* [WORK REQUEST]: Give every entry again, exactly.
****************************************
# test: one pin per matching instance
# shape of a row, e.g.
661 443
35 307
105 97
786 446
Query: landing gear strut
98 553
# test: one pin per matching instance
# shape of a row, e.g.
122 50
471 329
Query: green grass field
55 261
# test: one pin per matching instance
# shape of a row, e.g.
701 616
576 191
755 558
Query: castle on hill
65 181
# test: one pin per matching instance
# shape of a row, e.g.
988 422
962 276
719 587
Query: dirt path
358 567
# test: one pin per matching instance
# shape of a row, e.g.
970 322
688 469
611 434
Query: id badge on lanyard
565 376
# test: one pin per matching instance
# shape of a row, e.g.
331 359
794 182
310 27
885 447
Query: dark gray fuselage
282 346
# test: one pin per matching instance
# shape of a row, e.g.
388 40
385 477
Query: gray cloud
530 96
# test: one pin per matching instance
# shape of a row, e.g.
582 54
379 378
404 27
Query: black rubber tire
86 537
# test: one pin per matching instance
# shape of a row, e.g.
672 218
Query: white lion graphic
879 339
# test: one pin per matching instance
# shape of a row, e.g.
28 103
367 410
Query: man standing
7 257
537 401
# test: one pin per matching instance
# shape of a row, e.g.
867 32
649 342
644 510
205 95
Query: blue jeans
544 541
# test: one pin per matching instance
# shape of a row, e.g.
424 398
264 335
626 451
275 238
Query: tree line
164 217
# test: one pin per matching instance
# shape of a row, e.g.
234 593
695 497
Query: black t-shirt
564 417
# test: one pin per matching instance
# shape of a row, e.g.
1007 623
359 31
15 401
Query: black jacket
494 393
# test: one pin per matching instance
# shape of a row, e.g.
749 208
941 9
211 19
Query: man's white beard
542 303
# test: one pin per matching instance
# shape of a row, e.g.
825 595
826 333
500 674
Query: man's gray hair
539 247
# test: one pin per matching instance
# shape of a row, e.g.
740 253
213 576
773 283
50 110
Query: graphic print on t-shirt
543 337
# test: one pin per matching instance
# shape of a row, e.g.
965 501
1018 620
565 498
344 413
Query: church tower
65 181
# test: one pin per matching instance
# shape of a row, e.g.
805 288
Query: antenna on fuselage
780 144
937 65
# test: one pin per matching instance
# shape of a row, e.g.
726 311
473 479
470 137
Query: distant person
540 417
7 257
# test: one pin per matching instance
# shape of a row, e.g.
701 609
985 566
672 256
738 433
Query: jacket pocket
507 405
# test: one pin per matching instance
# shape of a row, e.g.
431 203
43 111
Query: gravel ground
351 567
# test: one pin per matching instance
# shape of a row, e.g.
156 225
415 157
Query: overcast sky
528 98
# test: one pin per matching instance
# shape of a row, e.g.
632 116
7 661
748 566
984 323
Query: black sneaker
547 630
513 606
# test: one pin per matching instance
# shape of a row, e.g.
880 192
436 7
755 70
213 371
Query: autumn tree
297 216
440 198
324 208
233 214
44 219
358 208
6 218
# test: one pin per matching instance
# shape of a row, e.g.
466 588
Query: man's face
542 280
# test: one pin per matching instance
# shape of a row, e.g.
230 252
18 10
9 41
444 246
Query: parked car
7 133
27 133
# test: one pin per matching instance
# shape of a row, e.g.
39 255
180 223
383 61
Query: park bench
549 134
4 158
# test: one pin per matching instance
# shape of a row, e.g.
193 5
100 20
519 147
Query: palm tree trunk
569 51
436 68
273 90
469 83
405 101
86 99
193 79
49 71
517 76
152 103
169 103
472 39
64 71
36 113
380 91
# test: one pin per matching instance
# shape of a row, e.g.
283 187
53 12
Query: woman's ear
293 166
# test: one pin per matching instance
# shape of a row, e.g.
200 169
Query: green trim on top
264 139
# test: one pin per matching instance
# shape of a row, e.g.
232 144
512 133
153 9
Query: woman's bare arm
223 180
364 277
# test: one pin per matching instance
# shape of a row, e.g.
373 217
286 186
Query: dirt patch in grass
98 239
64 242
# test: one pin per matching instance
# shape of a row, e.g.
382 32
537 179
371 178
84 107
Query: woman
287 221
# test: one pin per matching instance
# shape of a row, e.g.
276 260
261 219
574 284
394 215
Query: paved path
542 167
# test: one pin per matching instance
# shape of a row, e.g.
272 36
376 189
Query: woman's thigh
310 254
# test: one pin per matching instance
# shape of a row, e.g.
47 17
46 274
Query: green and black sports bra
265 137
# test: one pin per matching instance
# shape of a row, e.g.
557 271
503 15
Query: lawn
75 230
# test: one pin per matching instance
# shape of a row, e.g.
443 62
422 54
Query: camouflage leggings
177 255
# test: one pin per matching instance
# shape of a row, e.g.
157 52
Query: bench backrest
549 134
****************************************
* [ANSWER FOR THE TASK]:
# test: one pin per matching instance
# shape of a row, e.g.
661 443
35 307
105 97
786 446
Query: landing gear strut
98 553
# test: one pin per matching instance
# shape of a row, e.g.
122 50
471 329
Query: green grass field
55 261
# test: one pin per matching instance
# shape of a row, e.g.
701 616
576 191
755 558
Query: castle on hill
65 181
# test: one pin per matching instance
# shape of a row, e.g.
988 422
962 276
719 587
Query: dirt path
358 567
# test: one pin per matching instance
# shape of a row, e.g.
970 322
688 469
611 434
Query: id badge on lanyard
565 376
# test: one pin per matching instance
# shape of a row, e.g.
331 359
794 182
310 27
885 447
Query: dark gray fuselage
282 346
# test: one pin per matching instance
# shape of a row, e.g.
388 40
385 477
Query: gray cloud
530 96
# test: one pin per matching instance
# shape of a row, e.g.
582 54
379 378
404 27
Query: black rubber tire
86 537
# test: one pin per matching instance
# shape of a row, e.g.
672 218
Query: white lion graphic
879 339
# test: one pin per matching instance
# shape of a row, e.g.
28 103
367 410
Query: man standing
7 257
537 401
# test: one pin per matching instance
# shape of a row, e.g.
867 32
649 342
644 510
205 95
Query: blue jeans
544 541
# test: one pin per matching instance
# shape of a row, e.g.
424 398
264 335
626 451
275 238
Query: tree line
164 217
# test: one pin per matching instance
# shape of a row, e.g.
234 593
695 497
Query: black t-shirt
564 417
# test: one pin per matching instance
# shape of a row, e.g.
1007 623
359 31
15 401
Query: black jacket
494 393
# test: one pin per matching instance
# shape of a row, e.g.
749 208
941 9
211 19
Query: man's white beard
542 303
# test: one pin per matching instance
# shape of a row, e.g.
825 595
826 333
500 674
Query: man's gray hair
539 247
# test: one pin per matching instance
# shape of a row, e.g.
740 253
213 576
773 283
50 110
Query: graphic print on t-shirt
543 337
# test: one pin per matching instance
# shape of a row, e.g.
965 501
1018 620
565 498
344 413
Query: church tower
65 181
# test: one pin per matching instance
# shape of a row, e.g.
805 288
Query: antenna on fuselage
780 144
937 65
# test: one pin per matching instance
# shape of a row, e.g.
726 311
473 479
470 137
Query: distant person
540 417
7 257
# test: one pin per matching instance
# shape of a row, e.g.
701 609
985 566
672 256
738 433
Query: jacket pocket
507 405
# test: one pin per matching instance
# shape of a row, e.g.
431 203
43 111
Query: gravel ground
351 567
# test: one pin per matching instance
# shape of a row, e.g.
156 225
415 157
Query: overcast sky
528 98
# test: one pin per matching instance
# shape of a row, e.g.
632 116
7 661
748 566
984 323
Query: black sneaker
547 630
513 606
# test: one pin per matching instance
# shape of a row, e.g.
880 192
436 7
755 70
213 371
Query: autumn tree
297 216
440 198
324 208
233 214
44 219
358 208
6 218
# test: one pin per matching instance
# shape of a row, e.g.
466 588
Query: man's face
542 280
# test: one pin per matching instance
# shape of a row, e.g.
230 252
18 10
9 41
444 246
Query: parked car
7 133
27 133
# test: one pin per matching instance
# shape of a row, e.g.
39 255
180 223
383 61
Query: park bench
549 134
4 158
# test: one pin per matching instance
# shape of a row, e.g.
193 5
100 20
519 147
Query: palm tree trunk
569 51
436 68
273 90
469 83
405 101
86 99
193 79
49 71
517 76
152 103
169 103
472 39
64 71
36 113
380 91
# test: one pin per matching instance
# shape of a row, e.g.
283 187
53 12
Query: woman's ear
293 166
# test: one pin per matching instance
# shape of a row, e.g.
200 169
Query: green trim on top
264 139
# test: one pin per matching instance
# shape of a row, e.g.
232 144
512 133
153 9
Query: woman's bare arm
223 180
364 277
# test: one pin per matching instance
# shape of a row, e.g.
373 217
286 186
Query: dirt patch in grass
98 239
64 242
# test: one pin per matching instance
# shape of a row, e.g.
382 32
537 179
371 178
84 107
Query: woman
287 221
# test: one pin per matching instance
# shape of a row, e.g.
276 260
261 219
574 284
394 215
Query: paved path
542 167
# test: one pin per matching instance
# shape of a row, e.g.
272 36
376 189
Query: woman's thigh
310 254
# test: one pin per matching instance
# shape of a row, e.g.
47 17
46 274
Query: green and black sports bra
265 137
# test: one pin per matching instance
# shape of a row, e.g.
557 271
503 15
Query: lawn
75 230
# test: one pin per matching instance
# shape of a row, e.g.
443 62
422 54
Query: camouflage leggings
177 255
# test: one pin per matching instance
# shape of a row, e.g.
157 52
Query: bench backrest
549 134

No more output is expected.